Texto
Opinión | Crónica Política

El maná

Visto lo visto –por ejemplo, el dato publicado por FARO acerca de que diez mil personas han reclamado a la Xunta que sus contratos temporales en la administración pasen a ser fijos sin oposiciones–, caben pocas dudas de que al Ejecutivo del señor Feijóo le aguardan tiempos turbulentos. Cierto que ha de estar ya hecho a las dificultades –en sus cuatro legislaturas lleva ya tres crisis de enorme dimensión: la económica de 2008-12, que aún se nota, la sanitaria del COVID y la laboral que la pandemia ha provocado–, pero, aun así, habrá atender al futuro menos pensado.

Y es que a los anhelos, que nadie puede en justicia calificar de injustificados, que exponen los firmantes cabría añadir otros bastantes miles más del personal interino que soporta durante demasiados años una situación inestable. Reconocida de facto, conste, por el propio Gobierno gallego, que está procediendo a convocar miles de plazas de funcionarios en las que pueden participar los eventuales, a los que se les reconoce –qué menos...– puntuación por los servicios prestados. Pero, aun así, no son pocos los que se quedan por el camino.

Tareas pendientes
a) Resume en dos oraciones la columna sobre el personal temporal de la Xunta.
b) Prolonga la columna sobre el personal temporal de la Xunta a partir de su último párrafo.

Datos de señalamiento sobre imágenes

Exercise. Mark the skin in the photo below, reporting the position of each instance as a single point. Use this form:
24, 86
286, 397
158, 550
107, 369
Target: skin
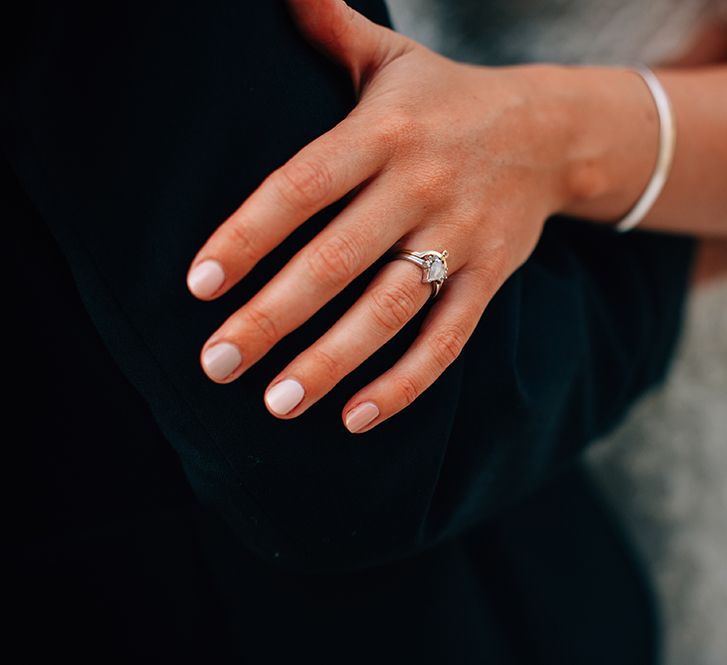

Respuestas
a) Al Gobierno de Feijóo le esperan tiempos turbulentos, como indica el dato publicado por FARO de que diez mil personas han pedido a la Xunta que sus contratos temporales pasen a ser fijos sin oposiciones, aunque en sus cuatro legislaturas ya ha afrontado tres grandes crisis: la económica de 2008-12, la sanitaria del COVID y la laboral provocada por la pandemia. A esos firmantes se suman muchos miles de interinos con una situación inestable desde hace demasiados años, que el Gobierno gallego reconoce al convocar miles de plazas de funcionarios en las que se puntúan los servicios prestados, pero no son pocos los que se quedan por el camino.

b)
A partir de esta situación, de la que se ha vivido en los últimos años y de la que, si alguien no lo remedia a tiempo, podría seguir en el inmediato futuro, resulta lógico que, además de los grupos citados, muchos otros de ciudadanos sin trabajo o con empleos amenazados vean en los puestos públicos una especie de maná caído de los cielos administrativos. Porque, más allá de los inconvenientes que suelen argumentar con razón los funcionarios, eso de tener un empleo en principio vitalicio y, salvo congelaciones o alguna rebaja circunstancial, una nómina segura cada mes es lo que en Galicia se conoce como un “chollo”.

Se dice lo que precede sin la menor intención de faltarle al respeto a los que tienen de lo que no es un privilegio –aunque a veces lo parece–, pero también sin timidez por calificarlo como se califica. Y, ya puestos, conviene insistir en algo expuesto: una parte no precisamente menor de la responsabilidad de que se vea desde la gente del común como envidiable la condición funcionarial –que no se regala: lograrla implica un considerable esfuerzo– la tiene el propio sistema. O, para ser exactos, los gobiernos, que publican como una hazaña el número de puestos públicos que crean y que anuncian como un mérito de su gestión.

Mientras todo eso sucede, la Unión Europea, que nutre de fondos destinados a la renovación de estructuras económicas tras la pandemia, pero que avisa de que en plazo corto volverá la obligatoriedad de ajustarse a déficits prefijados, observa lo que se hace aquí. Y es casi seguro que, entre otras actitudes, la hiperinflación administrativa no es que desagrade en Bruselas, sino que acabará forzando una reforma a fondo. Pero da la impresión de que quienes gobiernan han optado por el refrán antes citado según el que “quien venga detrás, que arree”. Muy carpetovetónico, por cierto.